== Excerpted passage ==

Physical characteristics
- • location: Alnham
- • coordinates: 55°23′31″N 2°00′25″W﻿ / ﻿55.392°N 2.007°W
- • location: Alnmouth
- • coordinates: 55°23′05″N 1°36′43″W﻿ / ﻿55.3848°N 1.6120°W
- Length: 40 kilometres (25 mi)

= River Aln =

River in Northumberland, England

The River Aln (/ˈæl(ə)n/) runs through the county of Northumberland in England. It rises in Alnham in the Cheviot Hills and discharges into the North Sea at Alnmouth on the east coast of England.

The river gives its name to the town of Alnwick and the villages of Alnmouth and Alnham. For part of its route, directly upstream of Alnwick, the river flows through Hulne Park.

==Etymology==
The meaning of the name Aln is uncertain, but it is generally seen as a river-name of the Alaunos or Alaunā. Names of this type could derive from the Celtic root *al- ('feed, raise, nurture') or *alǝ- (to wander'), or else from the Brittonic element *al-, "shining, bright" (Welsh alaw, 'waterlilly'). Another suggestion is that the name is derived from the Brittonic root *Alaun- (‘holy one’ or ‘mighty one’).

==History==
The Aln is first mentioned in the Geography of Ptolemy, a 2nd Century AD Roman cartographer. He refers to it as the River Alaunos or Alaunus (Geographica 2.3.4.18), on which seems to be situated the town of Alauna (Geographica 2.3.7.6). This can speculatively be identified as the Roman fort at Learchild, where the Devil's Causeway crosses the river.

The Aln is a relatively small river but has been important through history as one of the boundaries along which English and Scottish troops marching to war had to cross; for that reason, it was at times heavily defended. For example, the river flows past Learchild Roman Fort and, more significantly, Alnwick Castle which was built for this purpose.

In two battles at Alnwick the river was a significant element: the first in 1093 between Malcolm III of Scotland and Robert de Mowbray; the second in 1174 between William I of Scotland and Ranulf de Glanville.

===

Using the information>
**a)** Reproduce word for word the part of the River Aln passage that opens with the words containing "The Aln is a" and closes with "Ranulf de Glanville.".
**b)** For each statement, say yes or no according to the River Aln passage, and quote the words from it that decide the answer: (i) The river rises in Alnham in the Cheviot Hills. (ii) Ptolemy was a Roman cartographer of the 3rd century AD. (iii) The river flows through Hulne Park downstream of Alnwick.
**c)** Continue the River Aln passage from the point where it stops.

== Provided information ==

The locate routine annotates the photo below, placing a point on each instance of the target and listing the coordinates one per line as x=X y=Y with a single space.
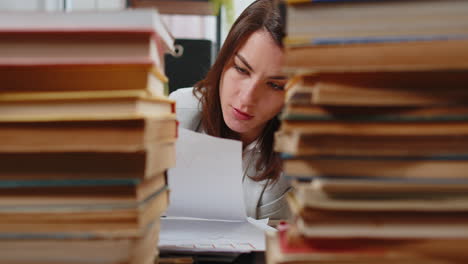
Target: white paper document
x=206 y=210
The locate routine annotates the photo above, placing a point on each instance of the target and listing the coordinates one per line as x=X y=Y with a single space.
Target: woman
x=240 y=98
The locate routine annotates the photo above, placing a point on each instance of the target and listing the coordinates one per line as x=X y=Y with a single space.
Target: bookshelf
x=185 y=7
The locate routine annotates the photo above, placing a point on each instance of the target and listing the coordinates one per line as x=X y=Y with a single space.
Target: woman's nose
x=250 y=92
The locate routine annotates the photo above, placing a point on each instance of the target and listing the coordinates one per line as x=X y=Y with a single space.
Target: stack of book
x=374 y=132
x=86 y=136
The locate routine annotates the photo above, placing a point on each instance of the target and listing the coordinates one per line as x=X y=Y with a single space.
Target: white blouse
x=262 y=199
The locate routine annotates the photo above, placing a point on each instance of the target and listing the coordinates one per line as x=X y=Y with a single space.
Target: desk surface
x=244 y=258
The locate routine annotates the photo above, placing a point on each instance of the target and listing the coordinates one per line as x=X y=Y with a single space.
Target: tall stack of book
x=86 y=136
x=374 y=132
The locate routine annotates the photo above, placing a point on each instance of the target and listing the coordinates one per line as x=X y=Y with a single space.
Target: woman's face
x=252 y=86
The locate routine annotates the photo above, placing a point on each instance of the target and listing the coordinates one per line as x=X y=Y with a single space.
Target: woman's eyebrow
x=240 y=57
x=278 y=77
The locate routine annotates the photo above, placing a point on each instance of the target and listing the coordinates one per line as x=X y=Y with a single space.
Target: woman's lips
x=238 y=114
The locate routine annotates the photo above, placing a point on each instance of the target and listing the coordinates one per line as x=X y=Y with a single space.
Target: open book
x=207 y=211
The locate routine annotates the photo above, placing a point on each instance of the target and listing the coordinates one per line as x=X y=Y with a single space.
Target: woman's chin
x=237 y=127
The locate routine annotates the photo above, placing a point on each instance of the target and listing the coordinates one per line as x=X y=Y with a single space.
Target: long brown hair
x=261 y=14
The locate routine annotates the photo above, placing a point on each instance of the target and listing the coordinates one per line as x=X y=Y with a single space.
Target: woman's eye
x=276 y=86
x=240 y=70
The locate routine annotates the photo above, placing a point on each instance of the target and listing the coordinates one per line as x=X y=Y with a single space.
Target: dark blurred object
x=196 y=59
x=187 y=7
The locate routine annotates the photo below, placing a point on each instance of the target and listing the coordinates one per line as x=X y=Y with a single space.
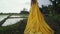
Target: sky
x=16 y=6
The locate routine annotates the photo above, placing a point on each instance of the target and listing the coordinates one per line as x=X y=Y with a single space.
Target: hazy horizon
x=15 y=6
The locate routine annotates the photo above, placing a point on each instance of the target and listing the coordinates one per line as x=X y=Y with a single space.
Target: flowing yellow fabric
x=36 y=23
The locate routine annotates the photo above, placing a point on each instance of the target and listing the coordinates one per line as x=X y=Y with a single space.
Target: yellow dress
x=36 y=23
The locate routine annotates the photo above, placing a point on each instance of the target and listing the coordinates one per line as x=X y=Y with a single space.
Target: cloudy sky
x=15 y=6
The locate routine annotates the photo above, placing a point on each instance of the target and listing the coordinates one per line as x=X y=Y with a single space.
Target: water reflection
x=2 y=17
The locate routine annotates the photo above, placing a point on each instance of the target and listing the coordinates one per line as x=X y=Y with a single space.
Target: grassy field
x=18 y=28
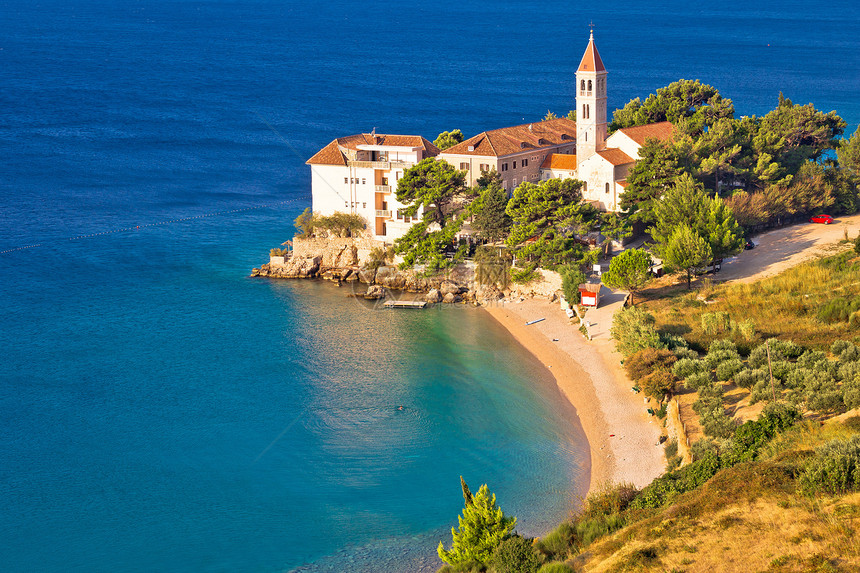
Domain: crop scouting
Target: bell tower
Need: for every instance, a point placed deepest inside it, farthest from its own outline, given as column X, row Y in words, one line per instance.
column 590, row 103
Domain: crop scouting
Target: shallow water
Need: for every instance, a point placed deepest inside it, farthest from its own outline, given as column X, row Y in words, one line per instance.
column 161, row 411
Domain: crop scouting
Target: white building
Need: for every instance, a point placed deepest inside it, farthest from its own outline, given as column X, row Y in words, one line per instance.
column 602, row 162
column 517, row 153
column 359, row 174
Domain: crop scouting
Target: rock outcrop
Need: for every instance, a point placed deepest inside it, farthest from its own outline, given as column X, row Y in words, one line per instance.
column 349, row 260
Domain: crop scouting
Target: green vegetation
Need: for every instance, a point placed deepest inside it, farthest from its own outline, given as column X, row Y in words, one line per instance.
column 489, row 208
column 629, row 271
column 448, row 139
column 543, row 216
column 432, row 186
column 810, row 304
column 337, row 224
column 483, row 526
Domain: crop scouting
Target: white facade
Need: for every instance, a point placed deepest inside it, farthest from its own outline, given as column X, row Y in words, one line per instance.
column 359, row 174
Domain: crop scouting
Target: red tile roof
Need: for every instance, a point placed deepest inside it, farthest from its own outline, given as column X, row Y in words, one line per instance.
column 333, row 153
column 591, row 61
column 559, row 161
column 663, row 130
column 615, row 156
column 510, row 140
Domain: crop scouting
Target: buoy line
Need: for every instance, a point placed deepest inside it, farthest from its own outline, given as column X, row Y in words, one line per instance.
column 159, row 223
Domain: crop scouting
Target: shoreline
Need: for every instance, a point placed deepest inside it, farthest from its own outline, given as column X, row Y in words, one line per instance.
column 622, row 438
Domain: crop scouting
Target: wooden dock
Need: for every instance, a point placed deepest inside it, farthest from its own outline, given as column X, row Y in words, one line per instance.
column 404, row 304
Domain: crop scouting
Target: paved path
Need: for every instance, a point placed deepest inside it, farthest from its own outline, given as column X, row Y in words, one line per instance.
column 783, row 248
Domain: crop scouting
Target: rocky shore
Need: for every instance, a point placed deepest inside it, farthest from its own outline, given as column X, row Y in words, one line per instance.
column 350, row 261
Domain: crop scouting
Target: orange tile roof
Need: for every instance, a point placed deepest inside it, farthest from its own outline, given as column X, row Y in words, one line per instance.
column 559, row 161
column 615, row 156
column 591, row 61
column 663, row 130
column 516, row 139
column 332, row 154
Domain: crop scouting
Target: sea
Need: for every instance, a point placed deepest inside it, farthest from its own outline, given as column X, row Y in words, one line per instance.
column 162, row 411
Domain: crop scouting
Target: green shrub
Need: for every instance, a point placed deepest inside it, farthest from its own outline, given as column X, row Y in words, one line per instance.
column 747, row 329
column 838, row 346
column 686, row 367
column 838, row 310
column 558, row 543
column 698, row 381
column 850, row 354
column 556, row 567
column 633, row 329
column 525, row 275
column 722, row 344
column 608, row 500
column 516, row 555
column 715, row 358
column 748, row 377
column 834, row 469
column 647, row 361
column 682, row 353
column 703, row 447
column 727, row 369
column 715, row 322
column 779, row 350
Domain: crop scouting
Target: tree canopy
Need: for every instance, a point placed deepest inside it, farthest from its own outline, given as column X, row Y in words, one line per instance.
column 448, row 139
column 482, row 526
column 686, row 251
column 691, row 105
column 546, row 216
column 491, row 219
column 629, row 271
column 687, row 203
column 432, row 185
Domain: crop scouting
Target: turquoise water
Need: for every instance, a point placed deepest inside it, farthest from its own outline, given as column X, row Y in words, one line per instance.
column 162, row 411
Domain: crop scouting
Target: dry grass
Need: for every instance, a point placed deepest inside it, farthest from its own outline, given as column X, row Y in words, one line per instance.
column 737, row 526
column 784, row 306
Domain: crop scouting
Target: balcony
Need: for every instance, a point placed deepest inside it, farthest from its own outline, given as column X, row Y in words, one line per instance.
column 381, row 164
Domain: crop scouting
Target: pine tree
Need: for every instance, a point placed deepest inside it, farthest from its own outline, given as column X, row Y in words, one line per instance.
column 686, row 252
column 483, row 526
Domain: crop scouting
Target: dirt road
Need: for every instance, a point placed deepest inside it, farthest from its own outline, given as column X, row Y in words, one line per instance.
column 780, row 249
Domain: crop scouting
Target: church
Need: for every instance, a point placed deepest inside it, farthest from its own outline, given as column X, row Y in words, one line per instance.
column 359, row 173
column 602, row 162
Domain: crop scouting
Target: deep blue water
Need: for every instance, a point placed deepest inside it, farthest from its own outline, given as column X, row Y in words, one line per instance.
column 161, row 411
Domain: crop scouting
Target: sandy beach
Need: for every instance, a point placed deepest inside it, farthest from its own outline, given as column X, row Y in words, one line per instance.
column 622, row 437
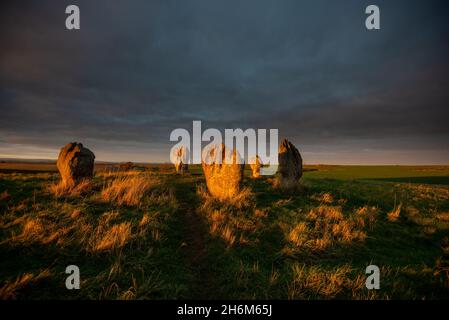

===

Answers by item>
**a)**
The Aln is a relatively small river but has been important through history as one of the boundaries along which English and Scottish troops marching to war had to cross; for that reason, it was at times heavily defended. For example, the river flows past Learchild Roman Fort and, more significantly, Alnwick Castle which was built for this purpose.

In two battles at Alnwick the river was a significant element: the first in 1093 between Malcolm III of Scotland and Robert de Mowbray; the second in 1174 between William I of Scotland and Ranulf de Glanville.

**b)**
(i) Yes: "It rises in Alnham in the Cheviot Hills"
(ii) No: "Ptolemy, a 2nd Century AD Roman cartographer"
(iii) No: "directly upstream of Alnwick, the river flows through Hulne Park"

**c)**
Adtwifyrdi is the name used by the Venerable Bede to describe the meeting of river and tributary at the mouth of the River Aln.

==Non-tidal ecology==
The river has a good run of sea trout and salmon, as well as a population of resident brown trout. Public fishing is controlled by the Aln Anglers' Association. The Aln also has a resident population of otters. Grey heron, barn owls, kestrels and buzzards can be observed hunting along the banks of the river.

==Tidal ecology==
Part of the estuary is designated a Site of Special Scientific Interest, and the river below Lesbury footbridge (the normal tidal limit, except on high springs and in surge events) was made a marine conservation zone in 2013. Large groups of lapwings, oystercatchers and curlews can often be seen. In smaller numbers are mallards, shelducks, grey herons, cormorants, greylag geese, Canada geese, mute swans and the occasional family of goosanders. Less often spotted are barn owls, kestrels, avocets and little egrets. Further down the tidal zone a visitor will often see Sandwich terns and common terns, as well as a variety of gulls and smaller waders including redshanks, greenshanks, turnstones, ringed plovers, pied wagtails, and other sandpipers.